→ **Problem to solve**: Transcribe everything in the IMDb data import excerpt from "In the following, we" down to "Used with permission.".

→ **Page extract**:
*-*-*

In the following, we will introduce `Relation`'s `print` methods. We use the IMDb dataset that was introduced in the lecture. We first have to import the data from csv files. 

In [3]:
from os import listdir

# Data source: https://relational.fit.cvut.cz/dataset/IMDb
# Information courtesy of IMDb (http://www.imdb.com). Used with permission.
#
# Notice: The data can only be used for personal and non-commercial use and must not
# be altered/republished/resold/repurposed to create any kind of online/offline
# database of movie information (except for individual personal use).

path = 'data/IMDb_sample'  
# create a list of all files in that directory that end with "*.csv":
files = [file for file in listdir(path) if file.endswith('.csv')]
print(f'List of csv files: {files}')

List of csv files: ['movies_directors.csv', 'actors.csv', 'directors.csv', 'movies_genres.csv', 'directors_genres.csv', 'movies.csv', 'roles.csv']


In [4]:
# load all relations from csv files
relations = list()

*-*-*

→ **Supplied data**:
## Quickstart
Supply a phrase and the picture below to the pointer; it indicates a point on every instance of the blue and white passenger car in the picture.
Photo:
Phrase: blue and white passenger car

*-*-*

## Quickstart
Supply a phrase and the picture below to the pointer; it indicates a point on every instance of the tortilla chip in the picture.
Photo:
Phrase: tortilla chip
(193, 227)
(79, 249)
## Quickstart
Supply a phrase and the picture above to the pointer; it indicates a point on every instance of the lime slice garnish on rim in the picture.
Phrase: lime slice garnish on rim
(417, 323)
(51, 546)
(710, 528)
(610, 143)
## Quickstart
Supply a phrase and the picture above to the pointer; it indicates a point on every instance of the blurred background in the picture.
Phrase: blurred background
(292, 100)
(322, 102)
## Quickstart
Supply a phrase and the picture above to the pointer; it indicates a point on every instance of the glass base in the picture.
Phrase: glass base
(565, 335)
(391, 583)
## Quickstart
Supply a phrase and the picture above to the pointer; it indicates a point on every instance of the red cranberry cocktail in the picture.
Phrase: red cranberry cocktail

*-*-*

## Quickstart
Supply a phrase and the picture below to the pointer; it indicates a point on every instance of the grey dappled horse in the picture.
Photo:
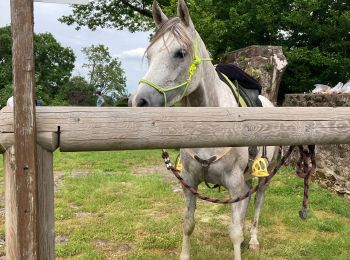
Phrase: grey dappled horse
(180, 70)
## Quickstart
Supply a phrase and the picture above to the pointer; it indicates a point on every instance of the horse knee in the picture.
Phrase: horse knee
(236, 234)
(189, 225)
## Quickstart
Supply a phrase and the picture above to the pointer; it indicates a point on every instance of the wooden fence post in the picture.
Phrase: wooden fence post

*-*-*

→ **Reply**:
In the following, we will introduce `Relation`'s `print` methods. We use the IMDb dataset that was introduced in the lecture. We first have to import the data from csv files. 

In [3]:
from os import listdir

# Data source: https://relational.fit.cvut.cz/dataset/IMDb
# Information courtesy of IMDb (http://www.imdb.com). Used with permission.